PROVIDED DATA:

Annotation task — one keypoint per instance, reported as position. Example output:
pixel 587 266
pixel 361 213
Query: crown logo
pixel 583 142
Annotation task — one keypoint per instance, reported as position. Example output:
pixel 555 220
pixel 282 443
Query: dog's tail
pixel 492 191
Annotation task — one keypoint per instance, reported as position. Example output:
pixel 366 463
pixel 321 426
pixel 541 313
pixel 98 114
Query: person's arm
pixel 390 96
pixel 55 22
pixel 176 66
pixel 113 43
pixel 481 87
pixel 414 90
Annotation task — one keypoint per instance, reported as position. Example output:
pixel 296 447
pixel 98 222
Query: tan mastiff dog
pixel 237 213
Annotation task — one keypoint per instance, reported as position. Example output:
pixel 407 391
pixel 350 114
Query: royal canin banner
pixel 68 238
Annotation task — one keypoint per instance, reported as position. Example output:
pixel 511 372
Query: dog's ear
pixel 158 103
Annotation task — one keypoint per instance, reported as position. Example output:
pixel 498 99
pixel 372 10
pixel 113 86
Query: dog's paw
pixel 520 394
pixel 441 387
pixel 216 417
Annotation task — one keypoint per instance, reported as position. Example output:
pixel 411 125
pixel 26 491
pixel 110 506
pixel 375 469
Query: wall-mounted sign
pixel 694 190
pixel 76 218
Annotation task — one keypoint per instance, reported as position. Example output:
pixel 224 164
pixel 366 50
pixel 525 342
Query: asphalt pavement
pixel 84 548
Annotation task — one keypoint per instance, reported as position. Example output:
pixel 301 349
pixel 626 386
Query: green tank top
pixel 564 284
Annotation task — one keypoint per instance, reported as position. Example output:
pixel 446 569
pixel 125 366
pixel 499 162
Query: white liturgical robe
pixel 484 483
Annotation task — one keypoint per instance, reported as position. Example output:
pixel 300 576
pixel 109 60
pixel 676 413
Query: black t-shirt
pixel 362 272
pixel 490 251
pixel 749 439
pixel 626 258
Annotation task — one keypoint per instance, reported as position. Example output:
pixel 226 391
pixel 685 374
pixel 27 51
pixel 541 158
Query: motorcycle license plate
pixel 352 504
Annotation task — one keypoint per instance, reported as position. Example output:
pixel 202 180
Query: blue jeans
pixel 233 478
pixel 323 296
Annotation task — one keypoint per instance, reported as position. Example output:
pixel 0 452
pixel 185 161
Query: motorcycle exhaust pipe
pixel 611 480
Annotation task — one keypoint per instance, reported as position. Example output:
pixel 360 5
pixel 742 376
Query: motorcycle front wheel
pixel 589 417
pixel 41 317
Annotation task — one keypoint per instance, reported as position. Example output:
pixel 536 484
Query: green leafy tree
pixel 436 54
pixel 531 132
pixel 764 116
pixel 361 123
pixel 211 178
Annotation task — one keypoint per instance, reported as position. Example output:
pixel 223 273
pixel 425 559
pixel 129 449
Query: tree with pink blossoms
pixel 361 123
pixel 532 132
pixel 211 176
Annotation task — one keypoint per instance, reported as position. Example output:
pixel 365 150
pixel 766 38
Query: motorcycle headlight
---
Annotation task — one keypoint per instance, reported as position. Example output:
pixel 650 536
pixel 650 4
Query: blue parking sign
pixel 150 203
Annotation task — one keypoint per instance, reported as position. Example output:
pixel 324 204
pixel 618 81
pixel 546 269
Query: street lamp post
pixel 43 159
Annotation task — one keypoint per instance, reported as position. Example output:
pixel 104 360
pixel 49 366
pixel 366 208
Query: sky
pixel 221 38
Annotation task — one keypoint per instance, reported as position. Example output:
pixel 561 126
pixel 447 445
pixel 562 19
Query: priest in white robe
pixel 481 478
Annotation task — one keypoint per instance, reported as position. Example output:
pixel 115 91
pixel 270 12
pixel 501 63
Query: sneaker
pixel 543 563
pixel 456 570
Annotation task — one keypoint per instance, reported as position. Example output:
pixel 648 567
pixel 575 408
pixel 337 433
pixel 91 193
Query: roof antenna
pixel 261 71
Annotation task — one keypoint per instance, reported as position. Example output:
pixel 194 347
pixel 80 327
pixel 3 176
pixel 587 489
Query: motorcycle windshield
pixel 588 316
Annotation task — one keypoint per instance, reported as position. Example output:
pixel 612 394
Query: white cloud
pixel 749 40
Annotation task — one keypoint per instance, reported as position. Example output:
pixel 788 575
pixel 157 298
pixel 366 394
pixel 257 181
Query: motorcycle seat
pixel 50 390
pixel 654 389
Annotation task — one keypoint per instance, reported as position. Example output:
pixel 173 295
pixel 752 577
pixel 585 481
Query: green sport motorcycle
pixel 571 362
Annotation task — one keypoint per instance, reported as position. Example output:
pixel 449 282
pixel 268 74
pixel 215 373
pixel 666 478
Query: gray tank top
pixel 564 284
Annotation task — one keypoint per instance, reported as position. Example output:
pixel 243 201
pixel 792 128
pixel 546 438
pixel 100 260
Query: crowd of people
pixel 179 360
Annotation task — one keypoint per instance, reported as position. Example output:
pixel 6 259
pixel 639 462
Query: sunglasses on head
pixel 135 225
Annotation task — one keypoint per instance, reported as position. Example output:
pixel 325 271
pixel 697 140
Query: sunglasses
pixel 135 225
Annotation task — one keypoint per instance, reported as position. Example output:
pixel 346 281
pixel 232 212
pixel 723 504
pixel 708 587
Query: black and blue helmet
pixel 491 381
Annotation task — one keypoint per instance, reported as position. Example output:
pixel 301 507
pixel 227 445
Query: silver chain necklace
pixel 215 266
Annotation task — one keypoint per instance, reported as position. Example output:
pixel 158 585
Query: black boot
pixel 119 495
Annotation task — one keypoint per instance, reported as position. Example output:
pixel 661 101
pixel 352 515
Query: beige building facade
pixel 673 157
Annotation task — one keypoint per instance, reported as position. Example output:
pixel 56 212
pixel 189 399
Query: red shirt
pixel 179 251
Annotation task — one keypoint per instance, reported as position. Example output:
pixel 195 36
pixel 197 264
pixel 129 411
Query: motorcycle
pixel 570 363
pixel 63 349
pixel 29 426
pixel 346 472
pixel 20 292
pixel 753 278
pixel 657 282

EXERCISE PROMPT: Using the entries above, give back exactly the line containing "pixel 501 63", the line containing "pixel 352 515", and every line between them, and nothing else.

ANSWER TO THIS PROBLEM:
pixel 501 63
Query: sneaker
pixel 543 563
pixel 456 570
Annotation task — one keypoint per instance, reported as position. Example output:
pixel 648 567
pixel 575 408
pixel 337 433
pixel 91 193
Query: roof antenna
pixel 261 71
Annotation task — one keypoint per instance, reported as position. Example output:
pixel 194 347
pixel 80 327
pixel 3 176
pixel 587 489
Query: motorcycle windshield
pixel 588 316
Annotation task — one keypoint per instance, reported as position. Example output:
pixel 612 394
Query: white cloud
pixel 749 40
Annotation task — one keypoint per instance, reported as position. Example output:
pixel 788 575
pixel 157 298
pixel 366 394
pixel 257 181
Query: motorcycle seat
pixel 50 390
pixel 654 389
Annotation task — one keypoint per instance, reported as position. Example output:
pixel 173 295
pixel 752 577
pixel 585 481
Query: green sport motorcycle
pixel 571 362
Annotation task — one keypoint per instance, reported as position. Example output:
pixel 449 282
pixel 268 74
pixel 215 373
pixel 666 478
Query: gray tank top
pixel 564 284
Annotation task — one keypoint per instance, reported as position. Example output:
pixel 243 201
pixel 792 128
pixel 546 438
pixel 100 260
Query: crowd of people
pixel 179 360
Annotation task — one keypoint per instance, reported as position. Example output:
pixel 6 259
pixel 639 462
Query: sunglasses on head
pixel 135 225
Annotation task — one keypoint per instance, reported as position. Example output:
pixel 325 271
pixel 697 140
Query: sunglasses
pixel 135 225
Annotation task — one keypoint per instance, reported as position. Example output:
pixel 346 281
pixel 232 212
pixel 723 504
pixel 708 587
Query: black and blue helmet
pixel 491 381
Annotation task — one keypoint per instance, reported as position. Example output:
pixel 301 507
pixel 227 445
Query: silver chain necklace
pixel 215 266
Annotation task — one keypoint per instance, reported as position. Example output:
pixel 158 585
Query: black boot
pixel 119 495
Annotation task — one keypoint per instance, reported as position. Example output:
pixel 661 101
pixel 352 515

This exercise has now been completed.